Data extracted from a collection
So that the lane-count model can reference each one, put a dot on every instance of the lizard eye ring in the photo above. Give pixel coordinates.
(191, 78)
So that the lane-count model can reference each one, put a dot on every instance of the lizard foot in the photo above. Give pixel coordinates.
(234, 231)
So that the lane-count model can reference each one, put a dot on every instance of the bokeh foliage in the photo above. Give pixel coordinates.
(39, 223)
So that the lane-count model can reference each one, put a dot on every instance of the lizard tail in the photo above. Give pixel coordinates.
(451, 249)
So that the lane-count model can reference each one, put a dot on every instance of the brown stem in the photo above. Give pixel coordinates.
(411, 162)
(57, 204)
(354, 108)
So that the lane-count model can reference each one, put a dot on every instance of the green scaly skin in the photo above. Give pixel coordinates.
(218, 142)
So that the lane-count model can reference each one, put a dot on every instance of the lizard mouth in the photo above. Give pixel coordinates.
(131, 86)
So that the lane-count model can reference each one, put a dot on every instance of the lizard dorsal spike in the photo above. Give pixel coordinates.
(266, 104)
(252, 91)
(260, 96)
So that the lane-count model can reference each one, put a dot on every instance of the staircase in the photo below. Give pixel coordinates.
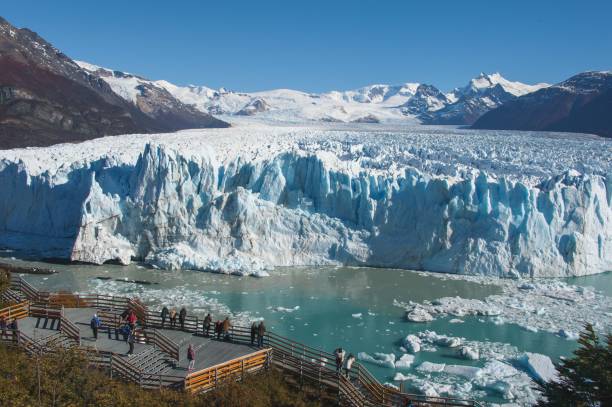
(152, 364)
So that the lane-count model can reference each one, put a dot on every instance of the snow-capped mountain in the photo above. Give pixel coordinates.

§ REQUIREMENT
Copy, exactly and exclusively, the lines beginning with the one that contains "foliage in the photo above. Give pixel coordinates." and ending with the last line of the listing; pictures are to be omitted.

§ RESULT BELOW
So that the lane-count model can reference each one, put a dot on every instance of the bokeh foliage in the photo above. Give pixel coordinates.
(39, 223)
So that the lane-count model can reference each one, put a dot on every instance of the lizard tail in the photo above. Give pixel coordinates.
(451, 249)
So that the lane-count model can reference each one, put a dot on every instance of the brown stem in the photo above. Give pixel coordinates.
(411, 162)
(57, 204)
(354, 108)
So that the lane-count model can reference each one, put a dot on every instance of the green scaly skin in the photo above. Give pixel coordinates.
(218, 142)
So that the lane-count model can reference each one, put a dot on every instance of the lizard mouth in the photo above. Give pixel coordinates.
(131, 86)
So that the lane-count model can reference each one, put a dot on every instance of the lizard dorsal spike in the photo above. Give pixel coordinates.
(266, 104)
(252, 91)
(260, 96)
So that the lane-count model can reference each one, put a dot on every instance of the staircase in the photo below. Give pixel coordinates.
(152, 364)
So that the lane-count model can reference each one, put a dot on every instance of the snow-capped mountain in the photo above. Give pixel coordinates.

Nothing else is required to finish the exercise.